• TASK STATEMENT: In the records below, find every line that contains "belt" and list it.

(Records from a dataset)
..........

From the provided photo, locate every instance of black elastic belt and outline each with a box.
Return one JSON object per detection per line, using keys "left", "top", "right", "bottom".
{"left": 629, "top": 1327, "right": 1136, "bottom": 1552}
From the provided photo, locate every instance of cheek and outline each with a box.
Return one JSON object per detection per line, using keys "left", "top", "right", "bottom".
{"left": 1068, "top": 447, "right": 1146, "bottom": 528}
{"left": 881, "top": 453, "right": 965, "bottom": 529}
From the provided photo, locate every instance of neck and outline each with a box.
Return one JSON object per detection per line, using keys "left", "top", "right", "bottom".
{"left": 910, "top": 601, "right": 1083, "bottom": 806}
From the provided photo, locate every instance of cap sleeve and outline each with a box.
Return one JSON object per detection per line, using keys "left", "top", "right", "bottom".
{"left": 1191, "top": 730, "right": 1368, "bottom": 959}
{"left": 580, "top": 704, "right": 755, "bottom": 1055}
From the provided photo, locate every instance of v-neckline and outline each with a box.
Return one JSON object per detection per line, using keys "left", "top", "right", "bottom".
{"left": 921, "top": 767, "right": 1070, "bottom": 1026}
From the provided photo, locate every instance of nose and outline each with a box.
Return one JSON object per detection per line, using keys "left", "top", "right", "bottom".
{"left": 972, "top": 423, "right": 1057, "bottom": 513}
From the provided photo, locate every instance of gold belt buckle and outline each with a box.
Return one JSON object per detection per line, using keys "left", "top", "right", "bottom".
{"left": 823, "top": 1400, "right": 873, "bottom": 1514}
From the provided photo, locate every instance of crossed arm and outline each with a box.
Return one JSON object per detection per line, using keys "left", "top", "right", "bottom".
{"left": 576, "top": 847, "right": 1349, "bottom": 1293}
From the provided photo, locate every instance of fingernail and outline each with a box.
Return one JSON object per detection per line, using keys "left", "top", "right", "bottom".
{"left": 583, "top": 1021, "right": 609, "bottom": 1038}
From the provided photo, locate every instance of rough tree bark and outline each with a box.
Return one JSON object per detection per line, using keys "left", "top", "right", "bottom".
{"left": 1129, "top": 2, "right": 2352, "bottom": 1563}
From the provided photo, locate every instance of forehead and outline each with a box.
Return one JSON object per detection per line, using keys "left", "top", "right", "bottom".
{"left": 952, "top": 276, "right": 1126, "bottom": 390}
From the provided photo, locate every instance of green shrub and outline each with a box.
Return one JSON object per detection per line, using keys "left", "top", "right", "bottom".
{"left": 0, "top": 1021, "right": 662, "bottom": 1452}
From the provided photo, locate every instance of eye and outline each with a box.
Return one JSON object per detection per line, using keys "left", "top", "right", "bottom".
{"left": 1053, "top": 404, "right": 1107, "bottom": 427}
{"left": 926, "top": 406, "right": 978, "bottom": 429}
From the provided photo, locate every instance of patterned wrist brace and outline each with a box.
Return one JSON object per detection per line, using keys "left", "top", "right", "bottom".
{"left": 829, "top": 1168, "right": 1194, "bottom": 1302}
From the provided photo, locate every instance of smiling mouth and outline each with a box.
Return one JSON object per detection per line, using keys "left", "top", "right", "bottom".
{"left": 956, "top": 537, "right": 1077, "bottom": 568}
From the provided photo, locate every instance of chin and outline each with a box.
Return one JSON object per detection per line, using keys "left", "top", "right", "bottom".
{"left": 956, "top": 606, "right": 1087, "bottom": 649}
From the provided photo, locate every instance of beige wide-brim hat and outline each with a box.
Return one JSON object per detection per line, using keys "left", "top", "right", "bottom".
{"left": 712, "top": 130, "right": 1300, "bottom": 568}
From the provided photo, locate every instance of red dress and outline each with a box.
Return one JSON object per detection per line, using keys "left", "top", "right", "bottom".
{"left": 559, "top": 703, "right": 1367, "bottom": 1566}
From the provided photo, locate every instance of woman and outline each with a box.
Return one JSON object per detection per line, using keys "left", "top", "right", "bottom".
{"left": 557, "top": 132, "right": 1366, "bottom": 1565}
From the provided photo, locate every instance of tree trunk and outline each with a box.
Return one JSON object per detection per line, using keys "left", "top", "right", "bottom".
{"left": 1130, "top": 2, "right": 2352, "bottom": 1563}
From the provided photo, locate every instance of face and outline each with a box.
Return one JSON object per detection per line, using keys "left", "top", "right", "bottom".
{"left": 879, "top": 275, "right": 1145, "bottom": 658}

..........

• SOLUTION FOR THIS TASK:
From the provided photo, locate every instance of black elastic belt and outline each with a box.
From the provided photo, locate every instance of gold belt buckle and outline each with a box.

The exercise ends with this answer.